- **EXERCISE MATERIAL**:
++++++++++
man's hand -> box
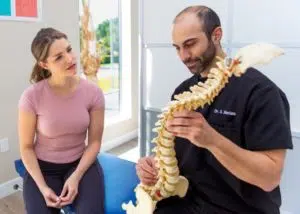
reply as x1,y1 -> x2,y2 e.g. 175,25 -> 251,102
136,157 -> 158,185
166,110 -> 221,148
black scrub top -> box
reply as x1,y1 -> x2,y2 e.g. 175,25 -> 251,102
172,68 -> 293,214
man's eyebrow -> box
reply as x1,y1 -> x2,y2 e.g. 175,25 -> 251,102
172,38 -> 197,48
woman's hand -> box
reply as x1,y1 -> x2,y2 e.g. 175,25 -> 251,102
41,186 -> 61,208
59,173 -> 79,207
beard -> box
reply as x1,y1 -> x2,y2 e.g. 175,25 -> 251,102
184,40 -> 216,75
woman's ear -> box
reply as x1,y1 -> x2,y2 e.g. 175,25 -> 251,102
39,62 -> 48,70
212,27 -> 223,45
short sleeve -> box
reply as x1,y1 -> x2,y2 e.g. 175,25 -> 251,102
90,86 -> 105,111
244,85 -> 293,150
18,87 -> 37,114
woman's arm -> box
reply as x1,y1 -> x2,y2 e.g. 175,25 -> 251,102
73,108 -> 104,180
18,109 -> 60,207
60,107 -> 104,206
18,110 -> 47,189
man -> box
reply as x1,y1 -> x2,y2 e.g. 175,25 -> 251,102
136,6 -> 292,214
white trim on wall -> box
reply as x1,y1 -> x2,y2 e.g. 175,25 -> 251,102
0,177 -> 23,199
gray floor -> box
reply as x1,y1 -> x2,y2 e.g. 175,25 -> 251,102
0,139 -> 139,214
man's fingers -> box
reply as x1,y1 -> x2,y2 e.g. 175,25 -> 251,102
59,186 -> 68,198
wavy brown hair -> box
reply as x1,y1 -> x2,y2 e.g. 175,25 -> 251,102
30,28 -> 68,83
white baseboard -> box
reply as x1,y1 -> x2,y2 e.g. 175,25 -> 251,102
0,177 -> 23,199
101,129 -> 138,152
0,130 -> 138,199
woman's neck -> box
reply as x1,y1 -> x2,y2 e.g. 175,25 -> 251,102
48,76 -> 76,90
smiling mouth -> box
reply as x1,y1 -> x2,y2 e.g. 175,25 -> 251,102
67,63 -> 76,70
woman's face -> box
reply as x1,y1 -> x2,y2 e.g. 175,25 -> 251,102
41,38 -> 77,77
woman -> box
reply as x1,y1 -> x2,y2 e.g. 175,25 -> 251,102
19,28 -> 104,214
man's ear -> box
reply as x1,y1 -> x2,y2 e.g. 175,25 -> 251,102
39,62 -> 48,70
211,27 -> 223,45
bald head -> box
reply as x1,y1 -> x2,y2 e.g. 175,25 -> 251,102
173,5 -> 221,39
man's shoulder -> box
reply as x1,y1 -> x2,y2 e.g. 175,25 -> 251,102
234,67 -> 283,93
173,75 -> 198,94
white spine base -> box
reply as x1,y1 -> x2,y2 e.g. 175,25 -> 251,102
122,176 -> 189,214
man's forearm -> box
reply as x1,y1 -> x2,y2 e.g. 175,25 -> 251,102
207,136 -> 281,191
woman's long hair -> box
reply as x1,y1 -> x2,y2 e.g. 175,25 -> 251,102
30,28 -> 68,83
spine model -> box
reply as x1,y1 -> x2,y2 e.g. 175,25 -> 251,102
122,44 -> 283,214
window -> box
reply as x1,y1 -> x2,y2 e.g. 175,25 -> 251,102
79,0 -> 128,118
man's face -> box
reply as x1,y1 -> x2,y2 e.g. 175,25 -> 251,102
172,14 -> 216,74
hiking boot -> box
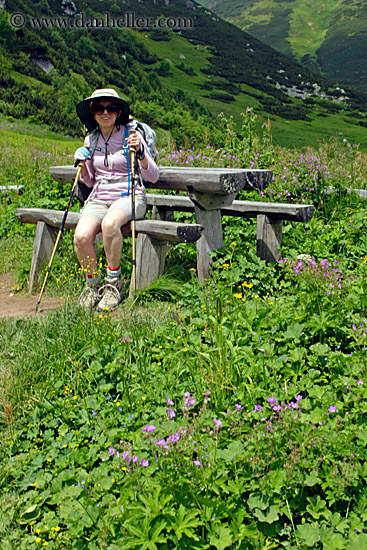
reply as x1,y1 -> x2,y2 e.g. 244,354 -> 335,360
78,285 -> 101,309
97,277 -> 126,311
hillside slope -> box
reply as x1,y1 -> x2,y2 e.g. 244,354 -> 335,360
0,0 -> 367,149
199,0 -> 367,91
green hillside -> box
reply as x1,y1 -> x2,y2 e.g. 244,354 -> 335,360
200,0 -> 367,90
0,0 -> 367,147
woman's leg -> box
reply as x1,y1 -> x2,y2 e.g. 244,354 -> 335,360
74,216 -> 101,277
102,208 -> 129,269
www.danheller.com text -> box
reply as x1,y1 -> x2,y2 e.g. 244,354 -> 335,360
9,12 -> 194,29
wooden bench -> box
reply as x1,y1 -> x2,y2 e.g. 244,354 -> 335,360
15,166 -> 314,291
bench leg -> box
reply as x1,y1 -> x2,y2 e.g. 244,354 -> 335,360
28,222 -> 58,294
130,206 -> 173,294
256,214 -> 283,262
195,206 -> 223,283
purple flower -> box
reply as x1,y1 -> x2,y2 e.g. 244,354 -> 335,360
168,432 -> 180,443
141,424 -> 157,432
184,392 -> 196,409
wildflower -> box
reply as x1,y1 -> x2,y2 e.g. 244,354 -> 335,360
184,397 -> 196,409
141,424 -> 157,432
168,432 -> 180,443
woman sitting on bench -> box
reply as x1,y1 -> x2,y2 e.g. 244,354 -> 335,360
74,89 -> 159,311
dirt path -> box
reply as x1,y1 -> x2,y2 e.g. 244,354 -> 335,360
0,273 -> 61,318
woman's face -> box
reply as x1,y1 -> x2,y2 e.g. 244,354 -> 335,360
92,99 -> 121,133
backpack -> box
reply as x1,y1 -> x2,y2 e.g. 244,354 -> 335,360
74,119 -> 159,206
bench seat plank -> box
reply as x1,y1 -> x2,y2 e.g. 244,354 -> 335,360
147,193 -> 315,222
50,166 -> 273,195
15,208 -> 203,243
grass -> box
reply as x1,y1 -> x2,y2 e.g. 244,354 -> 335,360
0,113 -> 367,550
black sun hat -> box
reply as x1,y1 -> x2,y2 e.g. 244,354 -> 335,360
76,88 -> 130,132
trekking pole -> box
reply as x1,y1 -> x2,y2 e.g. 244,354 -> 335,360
130,128 -> 136,291
36,162 -> 84,313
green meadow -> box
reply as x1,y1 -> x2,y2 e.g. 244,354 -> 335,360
0,110 -> 367,550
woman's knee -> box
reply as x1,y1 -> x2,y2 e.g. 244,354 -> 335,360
74,227 -> 95,248
102,216 -> 121,237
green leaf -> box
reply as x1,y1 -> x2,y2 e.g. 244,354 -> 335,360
170,504 -> 203,540
304,470 -> 320,490
209,525 -> 232,550
254,505 -> 279,523
284,323 -> 304,344
247,493 -> 269,510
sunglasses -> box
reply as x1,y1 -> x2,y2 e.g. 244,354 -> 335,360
92,104 -> 119,115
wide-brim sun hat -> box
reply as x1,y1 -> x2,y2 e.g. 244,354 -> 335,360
76,88 -> 130,132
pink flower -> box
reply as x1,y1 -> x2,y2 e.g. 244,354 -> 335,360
141,424 -> 157,432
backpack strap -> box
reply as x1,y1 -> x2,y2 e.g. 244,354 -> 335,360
89,128 -> 102,158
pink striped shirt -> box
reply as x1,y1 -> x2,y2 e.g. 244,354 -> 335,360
80,126 -> 159,202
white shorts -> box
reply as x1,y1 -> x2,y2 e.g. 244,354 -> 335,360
80,195 -> 147,223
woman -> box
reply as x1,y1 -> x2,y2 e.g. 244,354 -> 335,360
74,88 -> 159,311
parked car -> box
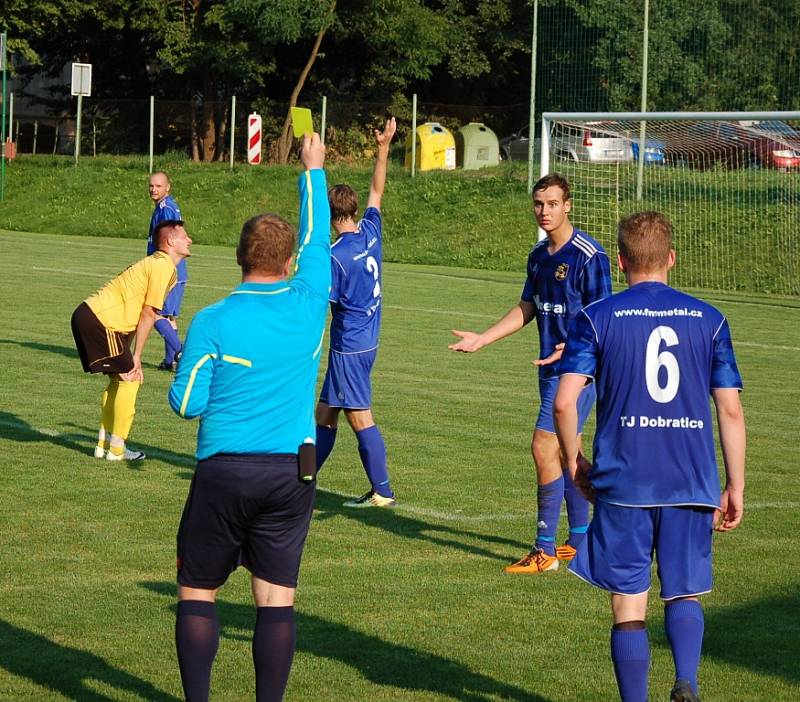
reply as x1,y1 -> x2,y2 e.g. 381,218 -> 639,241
550,125 -> 633,163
++++++++++
Can you render the material as a Markdown table with the columns Row and Text, starting at the line containing "woman's neck -> box" and ending at the line containing "199,0 -> 367,91", with both of those lines included? Skip blank lines and leave the pictures out.

- **ANSWER**:
| Row | Text |
|---|---|
| 1 | woman's neck -> box |
| 2 | reply as x1,y1 -> x2,y2 e.g. 175,25 -> 251,102 |
| 3 | 48,76 -> 76,90 |
| 4 | smiling mouth -> box |
| 5 | reply as x1,y1 -> x2,y2 e.g. 175,25 -> 251,102 |
| 6 | 67,63 -> 76,70 |
| 7 | woman's face -> box |
| 8 | reply as x1,y1 -> x2,y2 e.g. 175,25 -> 251,102 |
| 9 | 41,38 -> 77,77 |
| 10 | woman -> box |
| 11 | reply as x1,y1 -> x2,y2 e.g. 175,25 -> 251,102 |
| 12 | 19,28 -> 104,214 |
| 13 | man's ear -> box |
| 14 | reply as x1,y1 -> x2,y2 e.g. 175,25 -> 251,102 |
| 15 | 39,62 -> 48,70 |
| 16 | 211,27 -> 223,45 |
| 17 | bald head -> box |
| 18 | reply as x1,y1 -> x2,y2 e.g. 175,25 -> 251,102 |
| 19 | 173,5 -> 221,39 |
| 20 | man's shoulder -> box |
| 21 | reply as x1,y1 -> x2,y2 e.g. 175,25 -> 251,102 |
| 22 | 234,67 -> 283,93 |
| 23 | 173,75 -> 198,94 |
| 24 | white spine base -> box |
| 25 | reply as x1,y1 -> x2,y2 e.g. 175,25 -> 251,102 |
| 26 | 122,176 -> 189,214 |
| 27 | man's forearm -> box |
| 28 | reply as x1,y1 -> x2,y2 e.g. 175,25 -> 251,102 |
| 29 | 207,136 -> 281,191 |
| 30 | woman's long hair -> box |
| 31 | reply as x1,y1 -> x2,y2 e.g. 175,25 -> 251,102 |
| 32 | 30,28 -> 68,83 |
| 33 | spine model -> box |
| 34 | reply as x1,y1 -> x2,y2 e.g. 175,25 -> 251,102 |
| 35 | 122,44 -> 283,214 |
| 36 | window -> box |
| 37 | reply as x1,y1 -> x2,y2 e.g. 175,25 -> 251,102 |
| 38 | 79,0 -> 128,118 |
| 39 | man's face -> box |
| 40 | reply as x1,y1 -> x2,y2 e.g. 175,25 -> 251,102 |
| 41 | 172,14 -> 216,74 |
| 42 | hiking boot -> box |
| 43 | reply as x1,y1 -> x2,y2 e.g. 244,354 -> 335,360 |
| 44 | 78,285 -> 101,309 |
| 45 | 97,277 -> 126,311 |
| 46 | hillside slope -> box |
| 47 | reply as x1,y1 -> x2,y2 e.g. 244,354 -> 335,360 |
| 48 | 0,0 -> 367,149 |
| 49 | 199,0 -> 367,91 |